§ **Рабочее задание**
Процитируйте из отрывка о «расколе общества» всё подряд, начиная со слов «Говорят и всё» и вниз до слов «советского и т.д.».

Говорят и всё громче: «Если не принять то положительное, что было в советском периоде, — это приведет к расколу общества».
Подтравливать русский организм, шантажируя неким гипотетическим «национальным расколом», предлагается малыми дозами: установкой памятников Сталину и Дзержинскому, красными флагами на освобождённых территориях, проповедью советского под видом «русских уроков», поиском путей некоего «синтеза» имперского и советского и т.д.
На самом деле, то, что называется «расколом общества», является разномыслием, которое нельзя преодолеть потреблением отравляющих или затуманивающих сознание веществ. Сознание гражданского общества, в котором не сложилось общего взгляда на смутные периоды в своей истории невозможно просветлить искусственными инъекциями бессмысленного «радостного единения» непонятно в чём.

§ **Извлечённые записи**
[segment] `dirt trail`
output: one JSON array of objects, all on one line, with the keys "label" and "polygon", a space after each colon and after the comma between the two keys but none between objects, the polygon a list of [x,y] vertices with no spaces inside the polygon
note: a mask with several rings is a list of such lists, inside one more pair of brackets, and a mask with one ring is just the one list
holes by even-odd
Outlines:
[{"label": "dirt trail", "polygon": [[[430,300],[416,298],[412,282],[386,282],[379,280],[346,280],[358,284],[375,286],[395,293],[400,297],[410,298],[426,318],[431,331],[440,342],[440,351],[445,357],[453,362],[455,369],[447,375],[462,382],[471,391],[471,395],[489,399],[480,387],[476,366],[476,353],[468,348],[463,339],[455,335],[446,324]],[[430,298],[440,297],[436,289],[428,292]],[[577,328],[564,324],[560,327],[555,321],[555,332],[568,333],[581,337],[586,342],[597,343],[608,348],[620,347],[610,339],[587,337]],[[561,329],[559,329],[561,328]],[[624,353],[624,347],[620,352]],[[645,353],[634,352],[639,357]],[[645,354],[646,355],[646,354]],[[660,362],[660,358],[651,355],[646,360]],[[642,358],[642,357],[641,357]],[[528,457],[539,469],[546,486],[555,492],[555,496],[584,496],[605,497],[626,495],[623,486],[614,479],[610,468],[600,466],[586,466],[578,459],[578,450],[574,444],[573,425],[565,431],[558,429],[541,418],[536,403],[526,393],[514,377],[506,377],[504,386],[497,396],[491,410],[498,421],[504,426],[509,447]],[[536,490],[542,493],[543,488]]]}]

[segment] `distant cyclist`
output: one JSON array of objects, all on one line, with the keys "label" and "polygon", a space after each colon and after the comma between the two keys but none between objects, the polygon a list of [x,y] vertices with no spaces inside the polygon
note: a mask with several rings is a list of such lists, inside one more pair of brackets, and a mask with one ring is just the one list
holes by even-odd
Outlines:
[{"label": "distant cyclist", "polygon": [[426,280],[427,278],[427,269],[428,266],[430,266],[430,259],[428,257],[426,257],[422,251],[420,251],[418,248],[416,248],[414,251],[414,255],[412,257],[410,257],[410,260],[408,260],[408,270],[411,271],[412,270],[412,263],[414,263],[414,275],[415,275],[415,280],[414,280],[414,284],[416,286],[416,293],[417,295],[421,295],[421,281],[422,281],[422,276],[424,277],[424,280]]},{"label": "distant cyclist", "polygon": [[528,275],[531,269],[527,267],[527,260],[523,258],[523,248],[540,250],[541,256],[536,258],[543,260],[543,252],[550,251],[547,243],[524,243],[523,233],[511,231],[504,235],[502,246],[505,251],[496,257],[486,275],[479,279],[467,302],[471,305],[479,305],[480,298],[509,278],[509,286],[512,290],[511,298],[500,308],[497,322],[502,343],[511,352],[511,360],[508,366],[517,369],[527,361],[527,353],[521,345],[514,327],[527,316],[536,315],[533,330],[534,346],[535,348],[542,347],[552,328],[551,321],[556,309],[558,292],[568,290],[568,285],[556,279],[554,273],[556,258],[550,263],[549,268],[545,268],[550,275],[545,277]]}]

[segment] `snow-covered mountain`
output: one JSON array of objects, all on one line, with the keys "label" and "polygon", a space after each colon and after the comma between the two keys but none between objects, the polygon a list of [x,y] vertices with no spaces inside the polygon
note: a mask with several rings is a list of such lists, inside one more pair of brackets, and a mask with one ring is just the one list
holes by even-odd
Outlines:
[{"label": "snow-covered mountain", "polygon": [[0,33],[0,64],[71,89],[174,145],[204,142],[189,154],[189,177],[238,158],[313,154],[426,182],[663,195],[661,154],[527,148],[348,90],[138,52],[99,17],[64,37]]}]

§ **Решение упражнения**
Говорят и всё громче: «Если не принять то положительное, что было в советском периоде, — это приведет к расколу общества».
Подтравливать русский организм, шантажируя неким гипотетическим «национальным расколом», предлагается малыми дозами: установкой памятников Сталину и Дзержинскому, красными флагами на освобождённых территориях, проповедью советского под видом «русских уроков», поиском путей некоего «синтеза» имперского и советского и т.д.